◆ EXERCISE PROMPT ◆
From the data below, copy exactly the lines that lie between the one holding "point(352, 359)" and the one holding "point(4, 293)", including both, and nothing more.

====

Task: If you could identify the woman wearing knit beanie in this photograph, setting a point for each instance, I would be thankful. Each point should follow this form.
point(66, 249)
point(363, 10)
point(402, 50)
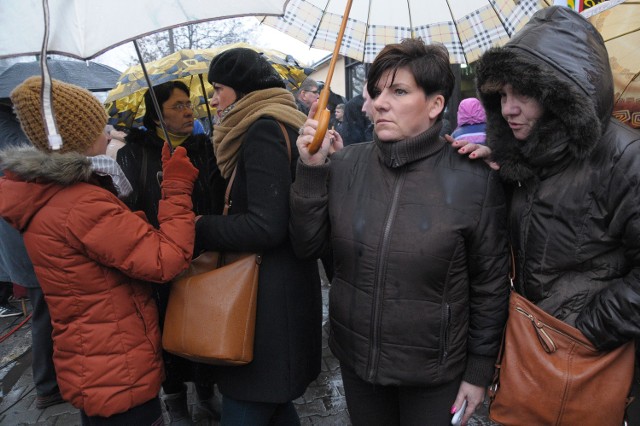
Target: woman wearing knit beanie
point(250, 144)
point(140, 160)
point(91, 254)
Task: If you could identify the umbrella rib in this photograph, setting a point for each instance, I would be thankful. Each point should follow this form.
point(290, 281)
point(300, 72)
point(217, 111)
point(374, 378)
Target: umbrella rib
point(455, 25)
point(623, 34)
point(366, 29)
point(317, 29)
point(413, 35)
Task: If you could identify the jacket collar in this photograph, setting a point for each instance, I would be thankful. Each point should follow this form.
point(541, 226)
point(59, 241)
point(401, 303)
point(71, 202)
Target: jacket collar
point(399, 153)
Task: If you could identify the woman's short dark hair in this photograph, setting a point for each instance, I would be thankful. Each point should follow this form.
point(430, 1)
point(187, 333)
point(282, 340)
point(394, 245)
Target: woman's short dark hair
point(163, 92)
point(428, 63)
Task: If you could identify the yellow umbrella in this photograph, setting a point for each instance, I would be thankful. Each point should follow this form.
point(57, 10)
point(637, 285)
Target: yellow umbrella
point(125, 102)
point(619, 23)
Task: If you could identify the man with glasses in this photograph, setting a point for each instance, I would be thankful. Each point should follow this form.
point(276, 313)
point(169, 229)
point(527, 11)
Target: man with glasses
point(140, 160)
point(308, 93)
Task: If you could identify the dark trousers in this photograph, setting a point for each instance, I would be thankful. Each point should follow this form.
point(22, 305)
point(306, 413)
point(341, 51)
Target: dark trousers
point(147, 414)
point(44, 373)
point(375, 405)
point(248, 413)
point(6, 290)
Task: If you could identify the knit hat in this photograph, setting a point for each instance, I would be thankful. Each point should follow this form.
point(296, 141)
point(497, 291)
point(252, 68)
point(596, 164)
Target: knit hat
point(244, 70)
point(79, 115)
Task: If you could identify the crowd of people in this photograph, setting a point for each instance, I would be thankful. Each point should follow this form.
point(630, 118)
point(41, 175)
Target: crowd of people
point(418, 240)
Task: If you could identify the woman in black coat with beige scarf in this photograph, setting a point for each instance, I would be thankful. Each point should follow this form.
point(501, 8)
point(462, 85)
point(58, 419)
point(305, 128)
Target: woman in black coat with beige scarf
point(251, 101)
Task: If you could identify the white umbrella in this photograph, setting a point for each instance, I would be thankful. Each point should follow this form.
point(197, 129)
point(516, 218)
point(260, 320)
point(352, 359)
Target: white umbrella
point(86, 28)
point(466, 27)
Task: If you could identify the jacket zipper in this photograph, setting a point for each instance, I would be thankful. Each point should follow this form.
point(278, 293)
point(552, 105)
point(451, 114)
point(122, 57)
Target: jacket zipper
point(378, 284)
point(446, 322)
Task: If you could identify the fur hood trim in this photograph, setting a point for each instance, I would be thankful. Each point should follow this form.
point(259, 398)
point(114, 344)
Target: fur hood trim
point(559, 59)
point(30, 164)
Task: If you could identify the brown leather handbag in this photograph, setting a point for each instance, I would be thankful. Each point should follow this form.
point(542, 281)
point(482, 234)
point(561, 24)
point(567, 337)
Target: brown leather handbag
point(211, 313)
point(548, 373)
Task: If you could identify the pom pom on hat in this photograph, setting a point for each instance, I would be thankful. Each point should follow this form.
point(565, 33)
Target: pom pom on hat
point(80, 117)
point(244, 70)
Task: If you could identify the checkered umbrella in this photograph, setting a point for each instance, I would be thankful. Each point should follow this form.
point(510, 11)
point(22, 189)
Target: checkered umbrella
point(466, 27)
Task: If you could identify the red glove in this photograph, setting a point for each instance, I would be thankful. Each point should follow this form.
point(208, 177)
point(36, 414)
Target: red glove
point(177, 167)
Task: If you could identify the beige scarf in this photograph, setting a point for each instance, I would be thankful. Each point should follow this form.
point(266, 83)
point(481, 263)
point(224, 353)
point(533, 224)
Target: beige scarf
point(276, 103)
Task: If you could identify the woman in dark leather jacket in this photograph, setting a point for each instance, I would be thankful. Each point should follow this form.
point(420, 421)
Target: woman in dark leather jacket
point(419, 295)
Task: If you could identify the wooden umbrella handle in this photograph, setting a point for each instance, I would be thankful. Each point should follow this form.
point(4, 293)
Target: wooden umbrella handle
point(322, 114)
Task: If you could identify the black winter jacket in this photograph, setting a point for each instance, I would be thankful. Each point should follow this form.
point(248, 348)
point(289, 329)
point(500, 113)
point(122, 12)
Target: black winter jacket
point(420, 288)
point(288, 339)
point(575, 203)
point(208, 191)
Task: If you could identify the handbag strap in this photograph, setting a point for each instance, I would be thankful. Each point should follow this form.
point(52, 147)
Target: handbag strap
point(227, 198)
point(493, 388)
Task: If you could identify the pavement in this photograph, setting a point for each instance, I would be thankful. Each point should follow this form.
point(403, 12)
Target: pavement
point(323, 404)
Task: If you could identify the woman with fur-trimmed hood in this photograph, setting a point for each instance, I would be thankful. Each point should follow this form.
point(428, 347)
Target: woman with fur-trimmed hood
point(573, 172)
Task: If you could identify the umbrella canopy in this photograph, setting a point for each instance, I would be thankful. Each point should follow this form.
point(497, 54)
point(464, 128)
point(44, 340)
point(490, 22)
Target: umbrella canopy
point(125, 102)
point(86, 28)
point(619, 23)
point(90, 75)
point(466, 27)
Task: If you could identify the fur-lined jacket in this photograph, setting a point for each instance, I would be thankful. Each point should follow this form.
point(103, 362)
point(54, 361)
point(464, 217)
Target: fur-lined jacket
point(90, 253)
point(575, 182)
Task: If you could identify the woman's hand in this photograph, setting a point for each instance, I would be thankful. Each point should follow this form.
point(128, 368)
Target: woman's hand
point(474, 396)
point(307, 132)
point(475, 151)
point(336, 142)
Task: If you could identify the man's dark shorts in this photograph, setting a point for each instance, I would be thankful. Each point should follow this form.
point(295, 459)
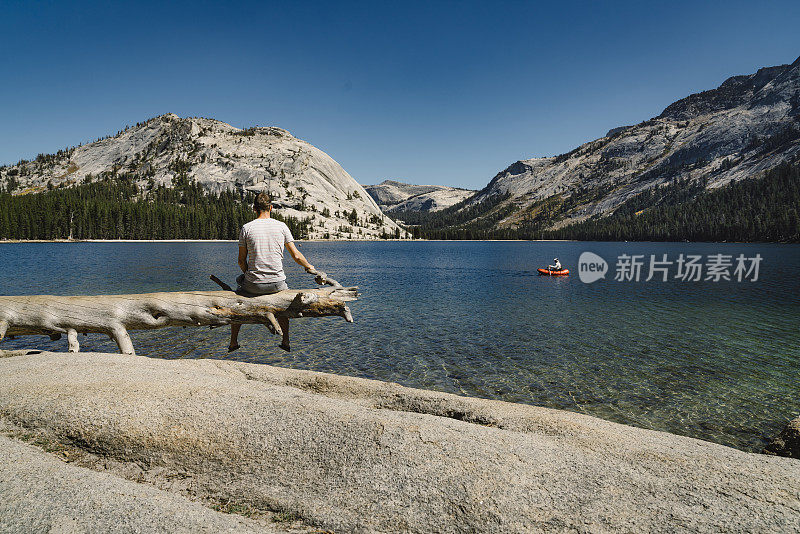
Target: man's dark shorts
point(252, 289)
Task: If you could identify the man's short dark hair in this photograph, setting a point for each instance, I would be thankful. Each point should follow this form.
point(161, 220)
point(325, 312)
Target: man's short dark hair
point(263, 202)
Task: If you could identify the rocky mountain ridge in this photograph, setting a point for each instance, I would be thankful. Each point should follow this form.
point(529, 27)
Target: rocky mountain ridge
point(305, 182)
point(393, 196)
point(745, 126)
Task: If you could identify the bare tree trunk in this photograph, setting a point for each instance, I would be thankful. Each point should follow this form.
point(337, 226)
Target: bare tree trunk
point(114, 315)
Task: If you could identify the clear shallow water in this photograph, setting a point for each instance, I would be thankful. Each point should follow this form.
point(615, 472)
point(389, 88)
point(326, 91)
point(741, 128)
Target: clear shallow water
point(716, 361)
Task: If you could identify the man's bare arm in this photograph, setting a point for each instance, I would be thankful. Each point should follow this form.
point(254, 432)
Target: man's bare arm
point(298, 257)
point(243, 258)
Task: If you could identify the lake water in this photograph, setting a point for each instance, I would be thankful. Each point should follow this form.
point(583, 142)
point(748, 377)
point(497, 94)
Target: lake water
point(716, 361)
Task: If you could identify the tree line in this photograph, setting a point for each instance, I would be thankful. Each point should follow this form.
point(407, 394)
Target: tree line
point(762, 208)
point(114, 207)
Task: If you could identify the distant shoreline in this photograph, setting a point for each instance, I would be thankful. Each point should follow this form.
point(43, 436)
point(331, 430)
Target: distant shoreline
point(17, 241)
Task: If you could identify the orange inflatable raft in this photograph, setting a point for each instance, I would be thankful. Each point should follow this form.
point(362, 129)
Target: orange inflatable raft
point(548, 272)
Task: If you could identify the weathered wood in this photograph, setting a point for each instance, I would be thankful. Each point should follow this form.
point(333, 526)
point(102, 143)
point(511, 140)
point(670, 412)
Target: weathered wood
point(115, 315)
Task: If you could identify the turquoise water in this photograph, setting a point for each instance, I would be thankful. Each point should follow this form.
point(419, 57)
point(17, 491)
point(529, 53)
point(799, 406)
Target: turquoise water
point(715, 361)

====

◆ TASK RESULT ◆
point(352, 359)
Target: white umbrella
point(86, 28)
point(466, 27)
Task: If you could identify the jacket zipper in this photograph, setting a point for each instance, I would be thankful. Each point should follow this form.
point(278, 293)
point(552, 105)
point(451, 114)
point(122, 57)
Target: jacket zipper
point(378, 284)
point(446, 322)
Task: If you could identify the fur hood trim in this photograph, setting a point for each instance, I would be thankful. Each point should follow this form.
point(259, 398)
point(114, 344)
Target: fur hood trim
point(559, 59)
point(30, 164)
Task: If you could identify the brown leather handbag in this photograph, setting a point for each instance, I would be thankful. Each point should follow this form.
point(542, 281)
point(482, 234)
point(561, 24)
point(567, 337)
Target: brown leather handbag
point(211, 313)
point(548, 373)
Task: If you could identify the pom pom on hat in this photograph, setting a point for each instance, I would be thankful. Each point should follow this form.
point(565, 33)
Target: pom pom on hat
point(80, 117)
point(244, 70)
Task: If you could identify the checkered umbrella in this photograph, setting a point for each instance, I would be thankful. Each point should follow this form.
point(510, 11)
point(22, 189)
Target: checkered umbrella
point(466, 27)
Task: If you could identify the red glove in this photograph, setting a point for each instance, I would be thankful. Each point should follow this form.
point(208, 177)
point(36, 414)
Target: red glove
point(177, 167)
Task: If you could identify the beige scarf in this photograph, setting a point for each instance, I would be thankful. Each point should follow this form.
point(266, 83)
point(481, 263)
point(224, 353)
point(533, 224)
Target: beige scarf
point(276, 103)
Task: If you could identify the woman in dark leather jacket in this photograph, setting a point for each instance, I would be thankful. Each point should follow this form.
point(420, 421)
Target: woman in dark leather jacket
point(419, 295)
Task: If you could identify the wooden umbrella handle in this photograph, setting a point for each instance, I would be thankful. Each point should follow this form.
point(4, 293)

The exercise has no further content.